=== EXCERPT TO READ ===
Minutes later, Bluewall and I are back in time to a couple weeks ago when we first met her. The only difference was that she was with her friend, the most boring girl in the world.

So, at first, I appeased the boring girl. We talked, I joked, I tried everything that had worked at the international party, but this girl was gung-ho at not having a good time. Usually, this is a red flag for me to move to another set, but with her, all I could do was work it. Soon, I started talking to HBMarried, and I quickly knew what was going to happen.

HBMarried: Stares.

Emergency: “I’m not going to waste any more time.  Let’s go Karaoke. I still haven’t heard you!”

HBMarried: “No no, I can’t do this. My kid-”

Emergency: “I’m not going to make you do anything you don’t want to do, because your an adult and you have to make your decisions. It’s too bad that you came all the way here and can’t have fun.”

HBMarried: “If it was another time, I would … with you. But I can’t.”

Emergency: “I understand. If that’s your desicion, then I’m fine with it, but I can’t waste anymore time here.”

I could read the subtext - I want to fuck you but you have to sweep me off my feet and convince me. She wanted action. She wanted romance. She wanted to fall in love again with pretty blue eyes, but I’m not that kind of guy. I could make her scream in pleasure, but I couldn’t make her think I loved her. The passion died, and Bluewall and I bounced.

We headed to the usual spot, and Bluewall called it a night. I bumped into 黒糖父, Jay-Kay, and D-Man who were all having good nights. D-Man had disappeared the second we got to the party, and had already full-closed a bellydancer in his apartment. Still, she left quickly, and he still felt good enough to go out. That’s a true manwhore!

I opened several sets, none of which grabbed my interest or hooked too well, so I sat with a three set next to me. One girl with piercings was a solid HB7, while the rest were average. No problem. I was out to have fun, and, better yet, practice my Japanese. We talked for nearly and hour, had tons of fun, and then Jay-Kay and D-Man were off again. I took with them because, well, it couldn’t go anywhere else.

=== REQUIRED ACTIONS ===
A - Echo the nightlife story word for word, from start to finish.
B - Duplicate the stretch of the entries from the line containing "Task — for every instance of the cactus, mark" through the end of the entries, both ends included.
The nightlife story and the entries that follow it were taken from unrelated sources.

Object pointing dataset entries

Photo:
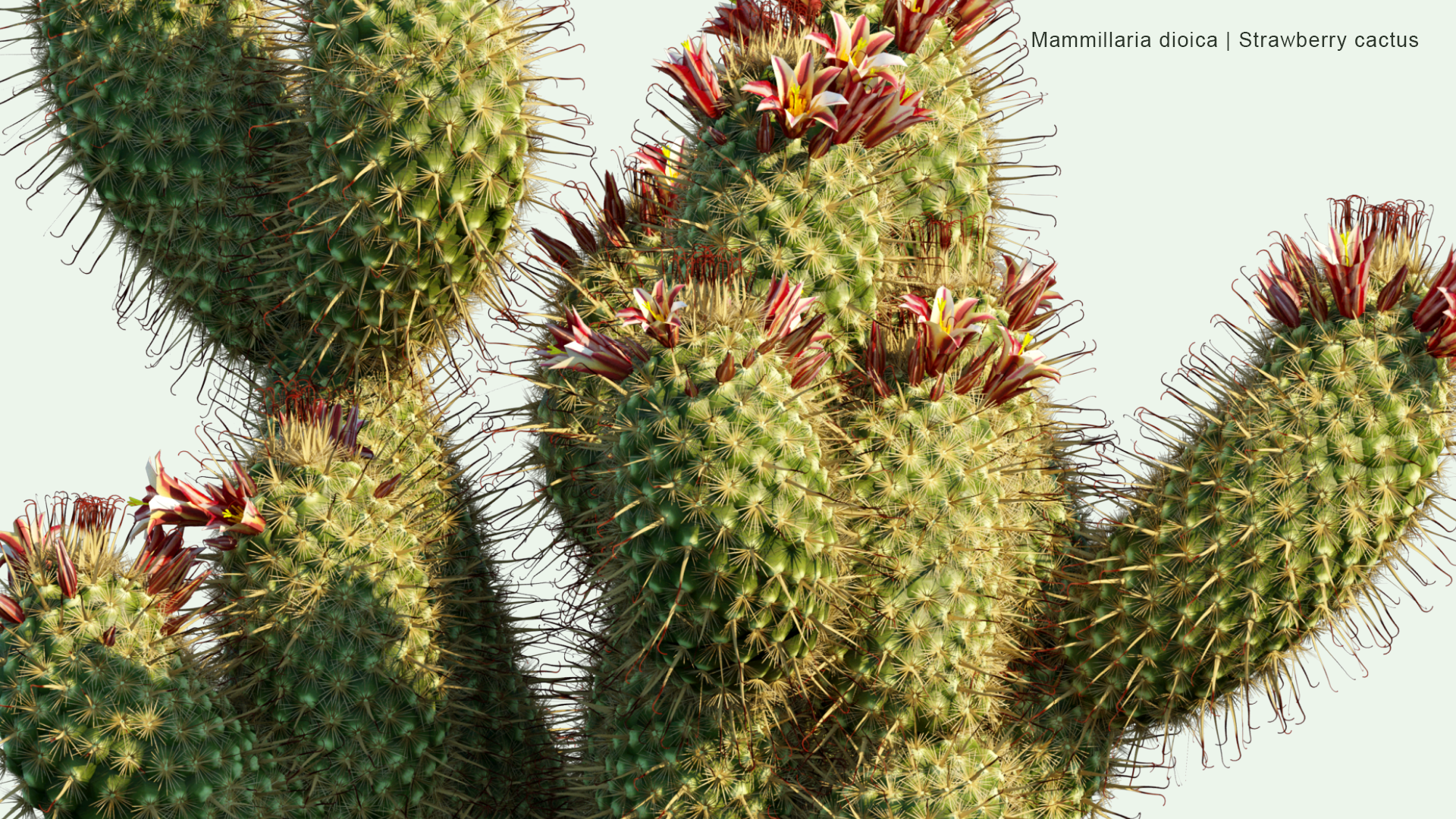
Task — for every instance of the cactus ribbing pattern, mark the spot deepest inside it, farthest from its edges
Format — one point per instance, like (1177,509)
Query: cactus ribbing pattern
(836,551)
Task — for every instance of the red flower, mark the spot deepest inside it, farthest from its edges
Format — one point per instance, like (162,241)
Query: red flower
(783,309)
(800,95)
(582,349)
(912,20)
(1017,368)
(1279,295)
(893,115)
(1027,293)
(695,72)
(1432,308)
(944,330)
(1347,267)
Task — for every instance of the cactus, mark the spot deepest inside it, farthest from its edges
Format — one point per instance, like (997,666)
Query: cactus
(842,551)
(792,413)
(313,197)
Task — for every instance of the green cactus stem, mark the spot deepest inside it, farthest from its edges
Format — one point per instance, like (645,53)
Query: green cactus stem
(105,708)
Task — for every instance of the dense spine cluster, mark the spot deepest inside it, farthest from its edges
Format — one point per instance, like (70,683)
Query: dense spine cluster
(836,551)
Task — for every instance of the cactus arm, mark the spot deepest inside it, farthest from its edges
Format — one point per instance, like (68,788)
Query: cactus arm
(172,117)
(1304,474)
(421,118)
(367,624)
(107,710)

=== SOLUTIONS ===
A -
Minutes later, Bluewall and I are back in time to a couple weeks ago when we first met her. The only difference was that she was with her friend, the most boring girl in the world.

So, at first, I appeased the boring girl. We talked, I joked, I tried everything that had worked at the international party, but this girl was gung-ho at not having a good time. Usually, this is a red flag for me to move to another set, but with her, all I could do was work it. Soon, I started talking to HBMarried, and I quickly knew what was going to happen.

HBMarried: Stares.

Emergency: “I’m not going to waste any more time.  Let’s go Karaoke. I still haven’t heard you!”

HBMarried: “No no, I can’t do this. My kid-”

Emergency: “I’m not going to make you do anything you don’t want to do, because your an adult and you have to make your decisions. It’s too bad that you came all the way here and can’t have fun.”

HBMarried: “If it was another time, I would … with you. But I can’t.”

Emergency: “I understand. If that’s your desicion, then I’m fine with it, but I can’t waste anymore time here.”

I could read the subtext - I want to fuck you but you have to sweep me off my feet and convince me. She wanted action. She wanted romance. She wanted to fall in love again with pretty blue eyes, but I’m not that kind of guy. I could make her scream in pleasure, but I couldn’t make her think I loved her. The passion died, and Bluewall and I bounced.

We headed to the usual spot, and Bluewall called it a night. I bumped into 黒糖父, Jay-Kay, and D-Man who were all having good nights. D-Man had disappeared the second we got to the party, and had already full-closed a bellydancer in his apartment. Still, she left quickly, and he still felt good enough to go out. That’s a true manwhore!

I opened several sets, none of which grabbed my interest or hooked too well, so I sat with a three set next to me. One girl with piercings was a solid HB7, while the rest were average. No problem. I was out to have fun, and, better yet, practice my Japanese. We talked for nearly and hour, had tons of fun, and then Jay-Kay and D-Man were off again. I took with them because, well, it couldn’t go anywhere else.

B -
Task — for every instance of the cactus, mark the spot deepest inside it, farthest from its edges
Format — one point per instance, like (997,666)
Query: cactus
(842,551)
(792,413)
(313,197)
Task — for every instance of the green cactus stem, mark the spot deepest inside it, farthest from its edges
Format — one point per instance, like (645,53)
Query: green cactus stem
(105,708)
Task — for every instance of the dense spine cluster, mark the spot deepest inside it, farthest from its edges
Format — one point per instance, like (70,683)
Query: dense spine cluster
(836,551)
Task — for every instance of the cactus arm, mark the spot deepest inside it, farthest from its edges
Format — one point per instance, like (68,788)
Query: cactus arm
(172,117)
(1304,474)
(421,118)
(367,624)
(107,710)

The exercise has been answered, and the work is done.